─── Text segment

How Can You Improve Your Manufacturing Schedule?

Every formula manufacturer performs some level of scheduling. Without a schedule or a plan, no plant could function for very long.

Based on our experience at Vicinity most of the schedules are manual in nature. However, as a manufacturing company keeps growing, the manual processes become burdensome and a drag on the manufacturing process.

Generally, you can break the scheduling process into two primary components, the production schedule, and the shop floor schedule.

Production Schedule

Identifies what products you will be making, the quantity to make, and the start and end dates for the scheduled item. This manufacturing schedule does not attempt to assign resources such as machines or people. It is typically the result of measuring capacity and material availability against demand. The format provides an overview of what a company will make when it will be completed and often shows data 1-2 weeks out.

Shop Floor Schedule

Identifies what resources you will be using, the exact order the items will be made in, and dependencies required in running this item. A shop floor manufacturing schedule is very detailed, often more detailed than users outside of production need to review. This is the document that the shift supervisor works from and directs the line supervisors and is often limited to 1-5 days out.

Both schedules are required to get the raw materials converted to finished goods in an orderly fashion. Additionally, most (if not all) companies perform these tasks. The questions to consider are:

 

 

To a very large degree, scheduling for a significant number of small to mid-sized formula manufacturers are done with Microsoft Excel or a similar tool. The data for the schedule is manually obtained from printed or electronic sales orders, inventory counts and best guesses of future orders based on history, or a best-guess. That manual process is the norm and not the exception.

──────

Direction a>
Answer these questions about the article on manufacturing schedules:
(i) How far out does a production schedule often show data?
(ii) How many days out is a shop floor schedule often limited to?
(iii) What tool do a significant number of small to mid-sized formula manufacturers use for scheduling?

─── Data supplied

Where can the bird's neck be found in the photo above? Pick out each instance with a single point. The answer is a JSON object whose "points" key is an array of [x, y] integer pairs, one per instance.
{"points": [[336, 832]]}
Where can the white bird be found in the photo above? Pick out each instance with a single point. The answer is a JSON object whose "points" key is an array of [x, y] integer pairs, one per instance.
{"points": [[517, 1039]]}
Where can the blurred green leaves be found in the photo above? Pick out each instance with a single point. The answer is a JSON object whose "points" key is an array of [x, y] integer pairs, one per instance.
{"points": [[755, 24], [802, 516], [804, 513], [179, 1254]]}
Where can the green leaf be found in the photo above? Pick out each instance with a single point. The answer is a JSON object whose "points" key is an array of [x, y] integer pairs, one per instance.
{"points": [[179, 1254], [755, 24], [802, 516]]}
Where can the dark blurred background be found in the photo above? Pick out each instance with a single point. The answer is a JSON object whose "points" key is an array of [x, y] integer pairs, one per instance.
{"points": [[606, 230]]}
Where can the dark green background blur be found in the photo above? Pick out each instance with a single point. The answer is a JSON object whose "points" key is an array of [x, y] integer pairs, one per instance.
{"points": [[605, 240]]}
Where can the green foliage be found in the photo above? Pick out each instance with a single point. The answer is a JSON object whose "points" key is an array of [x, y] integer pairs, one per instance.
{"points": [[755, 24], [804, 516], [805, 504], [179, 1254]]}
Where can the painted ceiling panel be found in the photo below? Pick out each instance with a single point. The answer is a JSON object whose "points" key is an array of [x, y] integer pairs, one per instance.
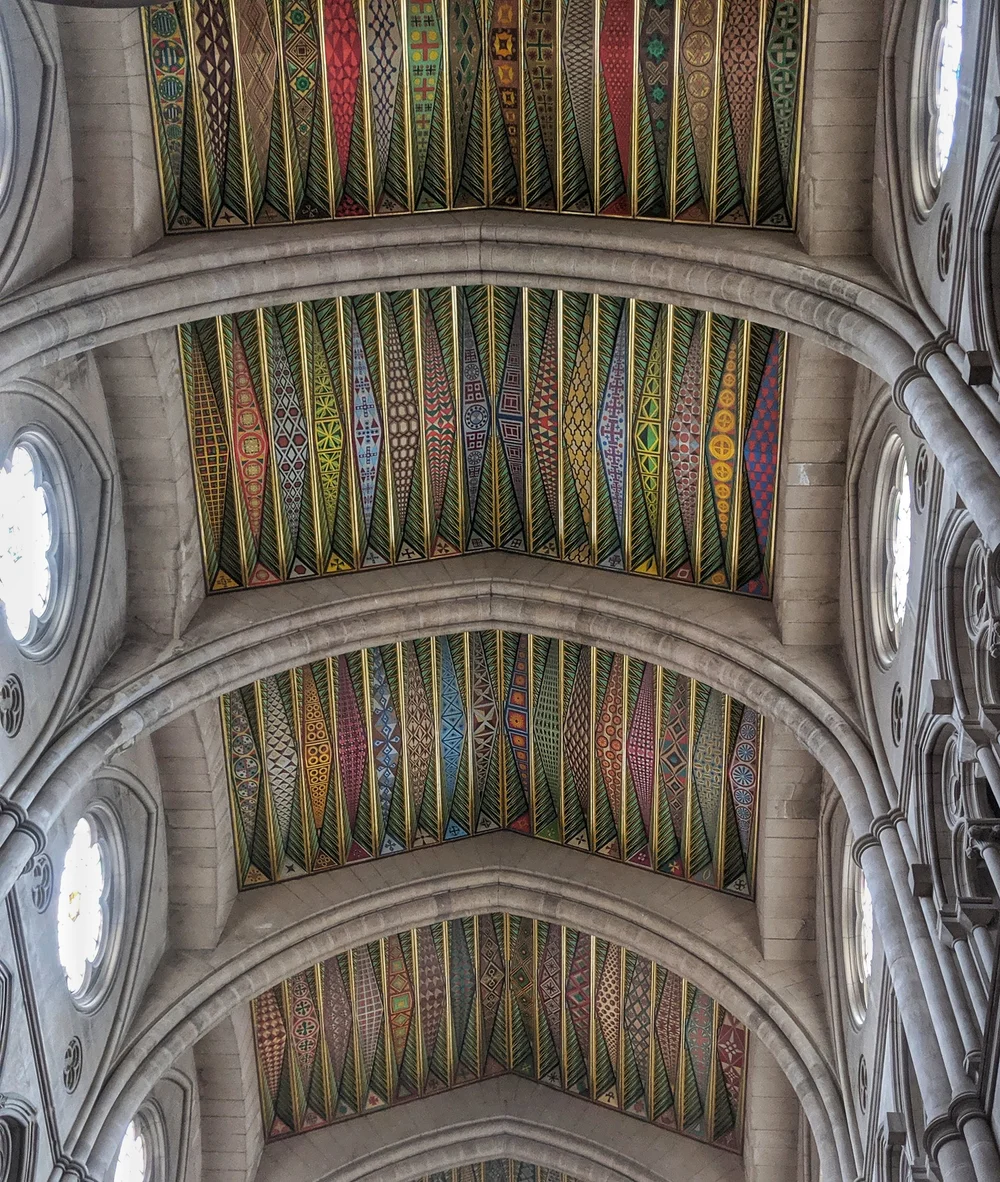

──────

Direction b>
In the records, repeat every line from the one containing "Where can the white" through the end of the records, including both ends. Leave the pictures out of your answer.

Final answer a>
(i) 1-2 weeks out.
(ii) 1-5 days out.
(iii) Microsoft Excel or a similar tool.

Final answer b>
Where can the white bird be found in the photo above? Pick out each instance with a single point. The answer is a JSON object whose "points" key is an array of [x, y] integer pairs, one per instance.
{"points": [[517, 1039]]}
Where can the blurred green leaves be found in the photo above? Pick out each instance with a single point. The answer is a JSON object whose "points" key is an array of [x, y] integer pairs, one per instance.
{"points": [[755, 24], [802, 516], [804, 513], [179, 1254]]}
Where can the green leaf be found in the photo above? Pick out each instance with a single point. The answer is a JSON object whose "points" key is an array of [x, y] integer pairs, one per instance.
{"points": [[179, 1254], [755, 24], [802, 516]]}
Where can the dark blurred background be found in the photo above? Pick out each instance with a single point. The answer is a JSON object whose "points" key is an array of [x, y] integer pairs, one per instance.
{"points": [[606, 230]]}
Where can the dark green background blur be found in the photo above? Pick out each instance with a single point. The answer is a JSON object whose "points" key is an array of [x, y] integer pairs, one per instance.
{"points": [[605, 240]]}
Where can the green foliage be found in the photo above? Pick out each instance with a single point. The answer is a JSON object whose "points" key is an array of [x, y] integer pairs, one per instance.
{"points": [[755, 24], [804, 516], [805, 504], [179, 1254]]}
Where can the painted ceiling panel be found in the photo below? Pick out each instance with a single point. The answer is a JSON object whose "points" key is an array of [x, y] integer pairs, one per instance.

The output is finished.